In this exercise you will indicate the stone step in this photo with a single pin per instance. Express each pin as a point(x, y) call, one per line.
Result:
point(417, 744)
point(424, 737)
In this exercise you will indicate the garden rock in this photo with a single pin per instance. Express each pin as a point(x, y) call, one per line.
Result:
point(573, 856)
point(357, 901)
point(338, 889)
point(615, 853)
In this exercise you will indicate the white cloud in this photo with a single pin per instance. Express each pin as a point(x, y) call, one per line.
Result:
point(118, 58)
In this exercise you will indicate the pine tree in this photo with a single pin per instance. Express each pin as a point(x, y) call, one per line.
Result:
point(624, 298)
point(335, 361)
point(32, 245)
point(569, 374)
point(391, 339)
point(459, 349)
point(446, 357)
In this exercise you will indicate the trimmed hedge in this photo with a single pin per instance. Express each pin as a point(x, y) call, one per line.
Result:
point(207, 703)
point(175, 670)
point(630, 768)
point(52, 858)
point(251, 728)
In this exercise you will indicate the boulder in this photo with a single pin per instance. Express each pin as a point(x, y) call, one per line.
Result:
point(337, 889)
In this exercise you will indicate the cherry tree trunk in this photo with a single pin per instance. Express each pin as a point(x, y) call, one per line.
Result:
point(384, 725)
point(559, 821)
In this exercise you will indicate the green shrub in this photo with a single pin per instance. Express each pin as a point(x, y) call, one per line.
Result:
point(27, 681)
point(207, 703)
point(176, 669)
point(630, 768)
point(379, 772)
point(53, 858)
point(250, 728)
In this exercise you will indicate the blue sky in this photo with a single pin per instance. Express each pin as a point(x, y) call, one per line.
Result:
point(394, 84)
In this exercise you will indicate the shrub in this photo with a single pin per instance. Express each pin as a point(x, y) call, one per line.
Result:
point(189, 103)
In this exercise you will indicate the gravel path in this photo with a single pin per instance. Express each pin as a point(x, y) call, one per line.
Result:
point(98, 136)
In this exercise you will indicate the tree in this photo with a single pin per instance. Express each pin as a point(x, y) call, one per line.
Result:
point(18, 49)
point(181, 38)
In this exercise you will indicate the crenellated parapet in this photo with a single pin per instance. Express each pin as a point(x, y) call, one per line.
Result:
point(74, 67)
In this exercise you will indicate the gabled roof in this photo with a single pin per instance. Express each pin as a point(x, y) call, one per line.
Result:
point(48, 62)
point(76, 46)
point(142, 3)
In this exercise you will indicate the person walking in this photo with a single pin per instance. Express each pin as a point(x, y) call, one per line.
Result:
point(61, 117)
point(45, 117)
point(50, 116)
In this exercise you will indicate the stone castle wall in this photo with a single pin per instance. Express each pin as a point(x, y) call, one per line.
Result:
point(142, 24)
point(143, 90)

========================================

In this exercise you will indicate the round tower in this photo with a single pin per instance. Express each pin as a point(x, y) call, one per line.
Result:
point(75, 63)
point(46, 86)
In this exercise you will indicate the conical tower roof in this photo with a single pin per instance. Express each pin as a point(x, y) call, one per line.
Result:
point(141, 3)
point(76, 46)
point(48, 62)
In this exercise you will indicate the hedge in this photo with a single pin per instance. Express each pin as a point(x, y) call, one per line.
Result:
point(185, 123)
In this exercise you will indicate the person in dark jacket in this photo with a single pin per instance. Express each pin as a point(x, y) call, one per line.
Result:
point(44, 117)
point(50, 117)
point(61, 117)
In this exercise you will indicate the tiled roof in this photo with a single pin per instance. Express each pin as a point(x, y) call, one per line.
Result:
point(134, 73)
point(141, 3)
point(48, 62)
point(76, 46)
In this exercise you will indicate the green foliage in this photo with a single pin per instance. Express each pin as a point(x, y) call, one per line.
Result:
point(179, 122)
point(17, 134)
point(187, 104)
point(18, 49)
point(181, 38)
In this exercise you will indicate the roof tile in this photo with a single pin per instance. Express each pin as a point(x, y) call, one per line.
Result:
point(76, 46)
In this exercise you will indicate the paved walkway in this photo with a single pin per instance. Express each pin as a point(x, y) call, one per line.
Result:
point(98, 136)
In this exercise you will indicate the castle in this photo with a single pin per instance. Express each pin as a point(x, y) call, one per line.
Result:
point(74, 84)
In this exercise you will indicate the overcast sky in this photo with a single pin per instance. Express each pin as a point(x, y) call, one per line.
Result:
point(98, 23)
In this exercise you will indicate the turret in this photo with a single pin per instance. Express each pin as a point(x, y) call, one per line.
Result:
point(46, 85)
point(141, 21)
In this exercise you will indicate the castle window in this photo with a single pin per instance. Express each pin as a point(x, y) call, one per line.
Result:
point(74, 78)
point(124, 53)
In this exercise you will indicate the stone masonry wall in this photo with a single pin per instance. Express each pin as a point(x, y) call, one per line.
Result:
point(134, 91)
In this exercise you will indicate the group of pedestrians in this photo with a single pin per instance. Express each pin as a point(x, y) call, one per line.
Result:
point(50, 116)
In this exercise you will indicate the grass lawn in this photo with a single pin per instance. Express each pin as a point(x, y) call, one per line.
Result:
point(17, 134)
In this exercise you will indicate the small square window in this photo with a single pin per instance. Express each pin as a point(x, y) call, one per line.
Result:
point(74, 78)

========================================

[Goal] Rescale everything in the listing from the line containing "In this exercise you will indicate the roof" down to the line containing "point(141, 21)", both included. Reproduce each of those lines, requests too, but multiply every point coordinate in the answers by 1.85 and round to a whole number, with halves rounding up.

[Solution to this task]
In this exercise you will indicate the roof tile in this photo with a single pin per instance. Express each pin as a point(x, y) call, one per line.
Result:
point(141, 85)
In this exercise you will indicate the paved walkway in this photo with a single pin per instance. Express each pin as a point(x, y) call, one per line.
Result:
point(181, 252)
In this exercise you will indicate the castle in this photo with a single pin per instance. Express each pin as a point(x, y) call, one per line.
Result:
point(137, 155)
In this exercise you will indicate the overcast sky in this photo with a single pin per instance. Express each pin as a point(x, y) call, one per line.
Result:
point(181, 43)
In this exercise you will indicate the turret in this photo with a single pin per instance. Express each pin as a point(x, y) call, one per line.
Result:
point(85, 157)
point(261, 39)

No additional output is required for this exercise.